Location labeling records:
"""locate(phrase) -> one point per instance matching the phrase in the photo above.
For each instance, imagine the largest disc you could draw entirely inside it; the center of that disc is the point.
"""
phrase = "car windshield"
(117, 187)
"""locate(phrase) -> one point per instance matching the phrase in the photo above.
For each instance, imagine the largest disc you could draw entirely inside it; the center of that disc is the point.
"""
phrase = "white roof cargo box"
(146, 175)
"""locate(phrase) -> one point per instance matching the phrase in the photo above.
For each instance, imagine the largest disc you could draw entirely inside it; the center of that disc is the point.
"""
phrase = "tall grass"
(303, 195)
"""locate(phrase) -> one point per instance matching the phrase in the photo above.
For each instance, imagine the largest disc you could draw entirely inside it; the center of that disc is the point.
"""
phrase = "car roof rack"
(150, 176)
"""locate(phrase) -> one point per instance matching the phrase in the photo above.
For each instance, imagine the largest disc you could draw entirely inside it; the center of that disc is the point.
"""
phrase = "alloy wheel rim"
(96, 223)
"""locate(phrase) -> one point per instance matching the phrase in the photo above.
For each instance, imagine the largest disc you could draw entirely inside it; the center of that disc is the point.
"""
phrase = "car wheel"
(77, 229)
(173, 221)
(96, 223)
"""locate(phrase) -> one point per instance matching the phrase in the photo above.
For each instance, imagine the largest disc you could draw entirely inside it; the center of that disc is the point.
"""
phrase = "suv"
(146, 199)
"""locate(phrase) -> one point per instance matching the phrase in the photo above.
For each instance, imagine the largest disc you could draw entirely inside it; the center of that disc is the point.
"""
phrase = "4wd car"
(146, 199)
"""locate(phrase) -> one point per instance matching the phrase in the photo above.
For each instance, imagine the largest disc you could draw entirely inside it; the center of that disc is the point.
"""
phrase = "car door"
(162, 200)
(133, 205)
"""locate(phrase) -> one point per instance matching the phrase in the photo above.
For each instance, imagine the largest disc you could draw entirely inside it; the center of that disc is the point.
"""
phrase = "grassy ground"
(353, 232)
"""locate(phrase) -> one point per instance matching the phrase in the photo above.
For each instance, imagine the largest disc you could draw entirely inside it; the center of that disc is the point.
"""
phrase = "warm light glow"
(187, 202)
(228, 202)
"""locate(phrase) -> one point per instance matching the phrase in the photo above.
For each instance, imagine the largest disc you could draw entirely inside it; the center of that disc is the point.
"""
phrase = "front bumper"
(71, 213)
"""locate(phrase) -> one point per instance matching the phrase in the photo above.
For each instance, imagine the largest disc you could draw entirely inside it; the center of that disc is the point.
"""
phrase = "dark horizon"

Directive »
Count the lines of the records above that contain the string "roof". Reply with the number alone.

Correct answer »
2